> _Problem requirements_
Present an exact copy of each line below.

[Data records]
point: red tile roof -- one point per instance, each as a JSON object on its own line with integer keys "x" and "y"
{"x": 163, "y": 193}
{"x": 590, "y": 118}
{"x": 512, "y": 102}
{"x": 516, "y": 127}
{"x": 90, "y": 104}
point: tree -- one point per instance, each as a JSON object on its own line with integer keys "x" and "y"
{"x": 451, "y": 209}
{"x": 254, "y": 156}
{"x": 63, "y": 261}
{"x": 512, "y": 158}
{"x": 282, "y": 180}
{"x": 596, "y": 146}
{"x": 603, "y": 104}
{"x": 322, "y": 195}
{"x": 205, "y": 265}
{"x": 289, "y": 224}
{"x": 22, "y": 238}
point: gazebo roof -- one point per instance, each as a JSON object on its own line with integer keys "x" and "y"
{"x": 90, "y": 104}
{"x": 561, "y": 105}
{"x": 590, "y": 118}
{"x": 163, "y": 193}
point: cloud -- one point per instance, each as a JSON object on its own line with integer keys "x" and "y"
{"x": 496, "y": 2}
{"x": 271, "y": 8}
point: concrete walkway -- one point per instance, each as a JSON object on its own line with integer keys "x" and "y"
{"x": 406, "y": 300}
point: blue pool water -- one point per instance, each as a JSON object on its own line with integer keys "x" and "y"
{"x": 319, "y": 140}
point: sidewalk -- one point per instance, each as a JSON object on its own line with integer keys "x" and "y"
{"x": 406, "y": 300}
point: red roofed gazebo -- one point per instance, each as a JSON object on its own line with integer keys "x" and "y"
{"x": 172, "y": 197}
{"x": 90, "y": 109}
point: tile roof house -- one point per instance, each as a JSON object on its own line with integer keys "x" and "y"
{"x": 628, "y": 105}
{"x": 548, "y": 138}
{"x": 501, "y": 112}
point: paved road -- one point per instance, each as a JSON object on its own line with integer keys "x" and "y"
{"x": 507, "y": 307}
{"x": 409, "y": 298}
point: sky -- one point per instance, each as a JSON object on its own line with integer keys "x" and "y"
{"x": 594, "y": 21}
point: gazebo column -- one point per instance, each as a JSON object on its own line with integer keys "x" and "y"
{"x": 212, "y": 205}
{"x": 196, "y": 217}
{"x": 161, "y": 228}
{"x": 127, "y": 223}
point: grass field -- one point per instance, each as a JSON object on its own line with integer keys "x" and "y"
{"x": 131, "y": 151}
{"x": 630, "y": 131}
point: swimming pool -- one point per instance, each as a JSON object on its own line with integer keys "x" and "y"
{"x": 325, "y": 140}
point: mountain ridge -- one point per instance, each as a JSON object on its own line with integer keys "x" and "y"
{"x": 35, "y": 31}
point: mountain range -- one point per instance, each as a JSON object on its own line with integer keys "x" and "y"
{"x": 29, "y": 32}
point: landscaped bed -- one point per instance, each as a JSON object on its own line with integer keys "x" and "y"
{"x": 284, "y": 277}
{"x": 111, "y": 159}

> _The answer_
point: red tile roof -- one point per instance, each as a JSON object on its own line with integer keys "x" and "y"
{"x": 163, "y": 193}
{"x": 590, "y": 118}
{"x": 512, "y": 102}
{"x": 516, "y": 127}
{"x": 90, "y": 104}
point: tree -- one point per instance, each as a JSON object on its own line with integer keys "x" and "y"
{"x": 451, "y": 209}
{"x": 254, "y": 156}
{"x": 63, "y": 261}
{"x": 512, "y": 158}
{"x": 282, "y": 180}
{"x": 596, "y": 146}
{"x": 603, "y": 104}
{"x": 322, "y": 195}
{"x": 205, "y": 265}
{"x": 289, "y": 224}
{"x": 22, "y": 238}
point: gazebo roof -- one point per instance, each as a JSON object on its own line with integer keys "x" and "y"
{"x": 90, "y": 104}
{"x": 561, "y": 105}
{"x": 590, "y": 118}
{"x": 163, "y": 193}
point: cloud -- one point per instance, each as a JSON object on its own line with integer keys "x" and "y"
{"x": 496, "y": 2}
{"x": 271, "y": 8}
point: concrete walkway -- one point per instance, each as a JSON object on its own line with integer keys "x" and "y"
{"x": 406, "y": 300}
point: blue pool water -- one point per instance, each as a JSON object on its own line with integer keys "x" and "y"
{"x": 319, "y": 140}
point: sidewalk -- one point per instance, each as a JSON object on its own line with integer keys "x" and "y"
{"x": 406, "y": 300}
point: red roofed gazebo -- one point per instance, each as a JSON object on its own line with integer keys "x" and "y"
{"x": 172, "y": 197}
{"x": 90, "y": 109}
point: tile roof house -- one point per instance, each as a JSON object on its own line with integer keys "x" and "y"
{"x": 628, "y": 105}
{"x": 548, "y": 138}
{"x": 501, "y": 112}
point: paved road -- one point per instance, each as a JSON object on its own line with integer keys "x" and "y"
{"x": 507, "y": 307}
{"x": 409, "y": 298}
point: sky -- one point per instance, each as a JSON object on its own line with integer keys "x" and "y"
{"x": 594, "y": 21}
point: gazebo column -- one point per instance, each as a JSON object on its own line with integer keys "x" and "y"
{"x": 212, "y": 205}
{"x": 196, "y": 217}
{"x": 161, "y": 228}
{"x": 127, "y": 223}
point: grass field -- one point per instance, each as a JSON object on its own line with integer keys "x" and "y"
{"x": 131, "y": 151}
{"x": 630, "y": 131}
point: swimming pool -- one point per instance, each as a JSON object on its own line with integer keys "x" and "y"
{"x": 325, "y": 140}
point: mountain ridge -- one point per instance, each as a JSON object on its own line with integer keys "x" and "y"
{"x": 35, "y": 31}
point: mountain range -- one point per instance, each as a JSON object on its own line with integer keys "x" and "y"
{"x": 29, "y": 32}
point: landscaped bed -- one point per instance, each as a JSON object on its own line with integer keys "x" and "y"
{"x": 284, "y": 277}
{"x": 111, "y": 159}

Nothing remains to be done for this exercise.